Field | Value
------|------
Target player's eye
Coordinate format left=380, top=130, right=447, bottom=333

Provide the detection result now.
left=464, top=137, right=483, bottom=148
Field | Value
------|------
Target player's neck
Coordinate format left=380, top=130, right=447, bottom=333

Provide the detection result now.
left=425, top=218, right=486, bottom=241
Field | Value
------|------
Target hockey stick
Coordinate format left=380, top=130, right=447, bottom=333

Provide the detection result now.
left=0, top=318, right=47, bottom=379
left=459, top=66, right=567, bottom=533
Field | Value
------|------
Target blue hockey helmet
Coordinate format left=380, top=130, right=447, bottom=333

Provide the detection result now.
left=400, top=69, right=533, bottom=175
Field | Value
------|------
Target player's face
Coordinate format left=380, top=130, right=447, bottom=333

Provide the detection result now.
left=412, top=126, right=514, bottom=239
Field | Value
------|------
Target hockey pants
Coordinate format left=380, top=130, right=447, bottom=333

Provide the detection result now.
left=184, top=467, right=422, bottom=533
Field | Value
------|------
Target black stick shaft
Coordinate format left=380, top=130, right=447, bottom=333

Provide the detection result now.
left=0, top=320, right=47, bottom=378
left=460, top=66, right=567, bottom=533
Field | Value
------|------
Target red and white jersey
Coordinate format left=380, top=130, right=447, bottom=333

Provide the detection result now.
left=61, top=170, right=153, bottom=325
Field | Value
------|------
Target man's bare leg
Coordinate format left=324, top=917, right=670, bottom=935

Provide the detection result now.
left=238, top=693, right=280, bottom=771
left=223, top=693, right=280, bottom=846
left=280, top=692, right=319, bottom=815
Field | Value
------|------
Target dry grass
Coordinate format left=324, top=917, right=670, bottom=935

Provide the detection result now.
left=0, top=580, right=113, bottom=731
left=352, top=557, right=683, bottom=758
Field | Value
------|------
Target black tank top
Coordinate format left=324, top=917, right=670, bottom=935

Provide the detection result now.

• • • • • • •

## What the task requires
Reproduce all of the material above, substituting "Box format" for every occurrence of "Coordinate format" and changing nothing else.

## Right answer
Field | Value
------|------
Target player's eye
Box format left=380, top=130, right=447, bottom=333

Provide the detection result now.
left=464, top=137, right=483, bottom=148
Field | Value
------|------
Target player's neck
Box format left=380, top=130, right=447, bottom=333

Provide the detection result now.
left=425, top=218, right=486, bottom=241
Field | Value
------|------
Target hockey stick
Box format left=380, top=130, right=447, bottom=333

Provide the detection result now.
left=0, top=318, right=47, bottom=379
left=459, top=66, right=567, bottom=533
Field | Value
------|------
Target blue hockey helmet
Box format left=380, top=130, right=447, bottom=333

Provide the detection result now.
left=400, top=69, right=533, bottom=175
Field | Value
------|------
Target player's face
Box format left=380, top=130, right=447, bottom=333

Provide the detection result now.
left=412, top=126, right=514, bottom=239
Field | Value
------|------
Target hockey pants
Box format left=380, top=130, right=447, bottom=333

Provide the detection result now.
left=184, top=467, right=422, bottom=533
Field | Value
------|------
Target black stick shaft
Box format left=380, top=130, right=447, bottom=333

Provide the detection result now.
left=0, top=320, right=47, bottom=378
left=460, top=66, right=567, bottom=533
Field | Value
------|------
Target red and white jersey
Box format left=380, top=130, right=447, bottom=333

Provide the detection result now.
left=61, top=170, right=153, bottom=325
Field | Value
------|------
Target man's bare leg
Box format left=324, top=917, right=670, bottom=935

Provide the detection result now.
left=238, top=693, right=280, bottom=771
left=223, top=693, right=280, bottom=846
left=280, top=692, right=319, bottom=815
Field | Value
------|------
Target dry grass
Box format left=324, top=917, right=670, bottom=935

Provide the detection result now.
left=0, top=580, right=113, bottom=731
left=352, top=557, right=683, bottom=758
Field | Value
------|------
Target black tank top
Box format left=324, top=917, right=670, bottom=935

Provide the detection result now.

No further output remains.